Omitting all pictures, print the lines of the listing from the one containing "fill_convention: even-odd" through the final line, both ends included, with no other text.

[[ Entries provided, beginning ]]

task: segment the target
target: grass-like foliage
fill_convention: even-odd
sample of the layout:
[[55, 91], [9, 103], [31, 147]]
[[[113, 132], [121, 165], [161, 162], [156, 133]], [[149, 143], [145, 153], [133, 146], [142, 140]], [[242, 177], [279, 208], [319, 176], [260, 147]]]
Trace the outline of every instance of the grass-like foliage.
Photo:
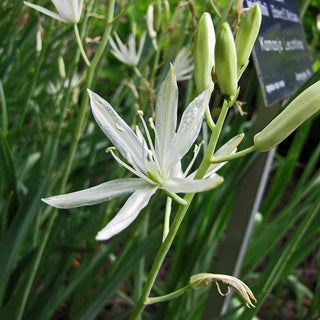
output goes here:
[[[257, 134], [260, 22], [232, 0], [1, 1], [1, 320], [320, 316], [320, 73]], [[238, 186], [295, 129], [221, 274]]]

[[ Entries provided, end ]]

→ Result:
fill_convention: even-odd
sample of the layout:
[[55, 91], [9, 103], [31, 147]]
[[[113, 132], [121, 165], [161, 162], [156, 133]], [[149, 143], [145, 153], [133, 146], [142, 140]], [[242, 177], [279, 208], [319, 176], [260, 147]]]
Trace the outline of every instance of the grass-like foliage.
Photo:
output goes here:
[[[257, 134], [260, 22], [232, 0], [1, 1], [1, 320], [320, 316], [320, 73]], [[238, 186], [295, 129], [221, 274]]]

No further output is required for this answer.